#### DATASET ENTRIES:
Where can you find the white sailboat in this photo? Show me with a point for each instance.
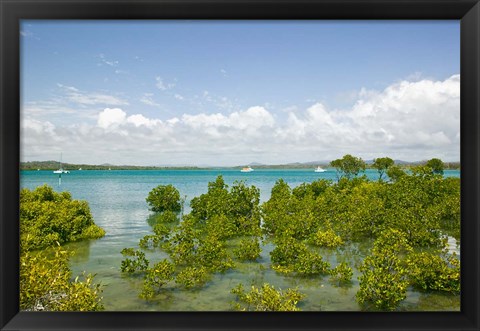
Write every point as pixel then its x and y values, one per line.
pixel 61 170
pixel 319 169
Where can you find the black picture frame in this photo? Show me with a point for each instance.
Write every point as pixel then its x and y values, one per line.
pixel 12 11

#### WHAT NEEDS TO BE DONE:
Render every line of the items above as a numbered list, leaving out blank lines and the pictures.

#### EXPECTED ANSWER:
1. Where can you find the white sailboat in this photo? Show me with a point for each instance.
2. Write every point as pixel then its x and y values, one per line.
3. pixel 61 170
4. pixel 319 169
5. Where can you find the black picture frame in this photo? Show me with a point for each instance.
6. Write every point as pixel then its x and y values, one per line.
7. pixel 12 11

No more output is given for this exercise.